**Written exercise:** Determine how many lines of the items contain the string "alloy", with case taken into account, and report only that number.

Outline entries for images

⁂

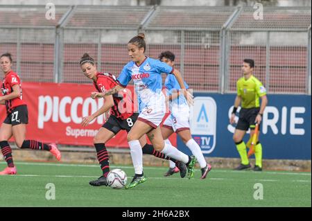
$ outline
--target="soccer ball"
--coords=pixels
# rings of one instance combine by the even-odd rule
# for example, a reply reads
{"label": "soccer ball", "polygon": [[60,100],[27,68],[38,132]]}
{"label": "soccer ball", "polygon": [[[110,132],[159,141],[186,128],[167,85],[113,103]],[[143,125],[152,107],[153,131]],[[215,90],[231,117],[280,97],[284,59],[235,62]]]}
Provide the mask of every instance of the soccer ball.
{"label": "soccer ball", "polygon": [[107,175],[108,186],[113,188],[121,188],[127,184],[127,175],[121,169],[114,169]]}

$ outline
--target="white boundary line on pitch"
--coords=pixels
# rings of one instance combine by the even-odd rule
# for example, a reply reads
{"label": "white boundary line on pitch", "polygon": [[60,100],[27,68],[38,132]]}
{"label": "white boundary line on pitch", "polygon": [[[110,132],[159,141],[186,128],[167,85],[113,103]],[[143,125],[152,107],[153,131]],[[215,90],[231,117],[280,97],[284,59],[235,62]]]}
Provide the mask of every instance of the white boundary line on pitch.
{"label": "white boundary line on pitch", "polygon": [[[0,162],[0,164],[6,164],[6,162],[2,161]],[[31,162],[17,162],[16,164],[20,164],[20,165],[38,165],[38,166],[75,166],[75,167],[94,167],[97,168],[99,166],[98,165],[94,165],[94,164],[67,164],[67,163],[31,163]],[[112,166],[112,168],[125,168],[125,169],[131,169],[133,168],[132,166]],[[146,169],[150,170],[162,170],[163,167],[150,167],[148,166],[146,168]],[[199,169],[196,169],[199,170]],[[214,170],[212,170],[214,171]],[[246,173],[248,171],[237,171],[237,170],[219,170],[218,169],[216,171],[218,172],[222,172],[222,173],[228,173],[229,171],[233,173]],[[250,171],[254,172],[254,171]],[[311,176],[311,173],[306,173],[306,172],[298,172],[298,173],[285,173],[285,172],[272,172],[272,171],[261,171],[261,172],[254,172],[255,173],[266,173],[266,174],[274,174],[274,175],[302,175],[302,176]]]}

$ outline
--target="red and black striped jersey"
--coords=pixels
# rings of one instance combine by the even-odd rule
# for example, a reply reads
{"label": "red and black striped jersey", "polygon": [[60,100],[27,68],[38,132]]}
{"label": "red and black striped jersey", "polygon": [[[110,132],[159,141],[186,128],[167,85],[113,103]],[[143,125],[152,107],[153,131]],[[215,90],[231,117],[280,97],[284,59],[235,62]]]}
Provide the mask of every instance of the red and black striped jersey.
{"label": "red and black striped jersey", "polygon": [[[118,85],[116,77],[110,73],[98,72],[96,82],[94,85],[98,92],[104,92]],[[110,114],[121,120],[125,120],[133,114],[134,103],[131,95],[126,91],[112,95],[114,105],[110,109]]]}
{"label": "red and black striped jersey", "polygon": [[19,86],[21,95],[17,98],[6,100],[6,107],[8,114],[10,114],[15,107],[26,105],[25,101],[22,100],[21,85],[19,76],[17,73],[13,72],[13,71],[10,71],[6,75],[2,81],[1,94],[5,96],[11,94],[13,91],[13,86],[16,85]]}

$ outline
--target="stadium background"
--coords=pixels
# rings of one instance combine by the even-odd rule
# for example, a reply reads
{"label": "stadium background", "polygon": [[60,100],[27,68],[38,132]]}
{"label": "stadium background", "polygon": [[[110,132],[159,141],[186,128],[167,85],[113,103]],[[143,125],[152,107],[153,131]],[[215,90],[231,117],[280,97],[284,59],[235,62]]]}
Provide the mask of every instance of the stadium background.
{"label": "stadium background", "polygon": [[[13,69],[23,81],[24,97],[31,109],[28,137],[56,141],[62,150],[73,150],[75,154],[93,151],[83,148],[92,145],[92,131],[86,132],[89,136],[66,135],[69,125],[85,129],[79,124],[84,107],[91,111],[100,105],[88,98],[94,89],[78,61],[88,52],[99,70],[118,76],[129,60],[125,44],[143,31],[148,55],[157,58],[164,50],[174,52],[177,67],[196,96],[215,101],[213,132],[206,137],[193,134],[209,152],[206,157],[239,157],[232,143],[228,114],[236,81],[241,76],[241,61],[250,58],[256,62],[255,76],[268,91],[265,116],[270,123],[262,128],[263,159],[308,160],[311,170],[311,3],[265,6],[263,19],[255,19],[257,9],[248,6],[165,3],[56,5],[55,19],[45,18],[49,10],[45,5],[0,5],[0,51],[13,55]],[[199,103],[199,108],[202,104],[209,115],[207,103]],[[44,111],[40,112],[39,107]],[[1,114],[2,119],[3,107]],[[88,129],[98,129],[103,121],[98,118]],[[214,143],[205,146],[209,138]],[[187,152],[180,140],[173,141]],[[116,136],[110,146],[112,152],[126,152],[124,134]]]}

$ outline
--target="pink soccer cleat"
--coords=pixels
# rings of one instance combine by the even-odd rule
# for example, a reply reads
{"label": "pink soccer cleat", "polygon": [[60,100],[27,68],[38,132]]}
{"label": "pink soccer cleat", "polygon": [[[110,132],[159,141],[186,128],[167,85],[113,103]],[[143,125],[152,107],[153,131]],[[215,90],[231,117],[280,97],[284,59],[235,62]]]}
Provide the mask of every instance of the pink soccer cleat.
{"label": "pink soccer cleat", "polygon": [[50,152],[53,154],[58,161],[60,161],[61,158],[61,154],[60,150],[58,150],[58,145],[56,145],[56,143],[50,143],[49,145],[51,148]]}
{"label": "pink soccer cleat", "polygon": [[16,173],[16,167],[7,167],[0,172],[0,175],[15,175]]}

⁂

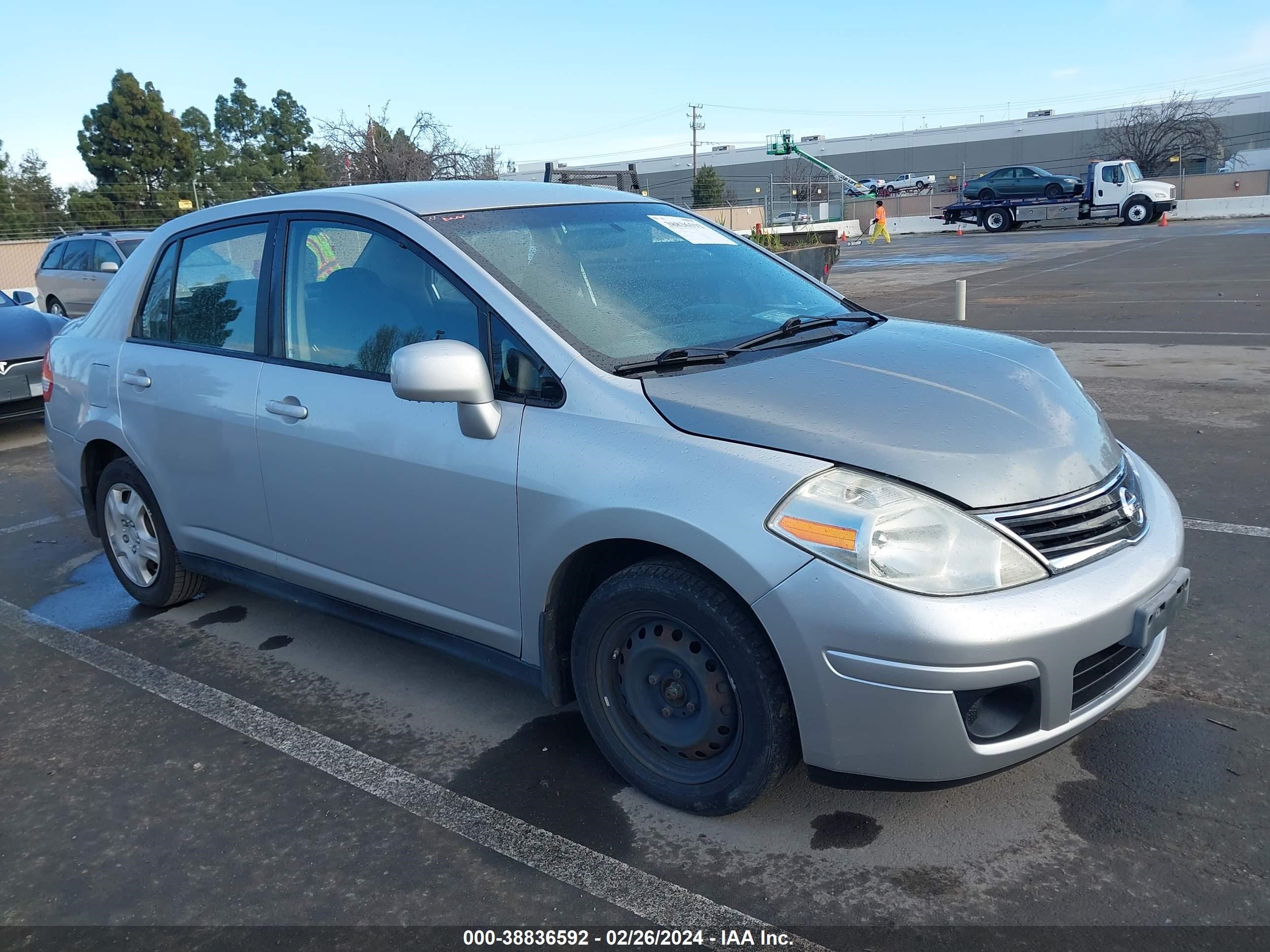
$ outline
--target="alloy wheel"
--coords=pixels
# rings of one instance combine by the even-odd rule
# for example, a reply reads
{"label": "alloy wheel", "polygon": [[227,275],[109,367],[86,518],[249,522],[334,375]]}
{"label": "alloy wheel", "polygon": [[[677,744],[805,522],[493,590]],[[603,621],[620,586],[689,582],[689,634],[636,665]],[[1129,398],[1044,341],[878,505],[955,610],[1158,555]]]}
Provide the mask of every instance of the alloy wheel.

⁂

**The answer:** 4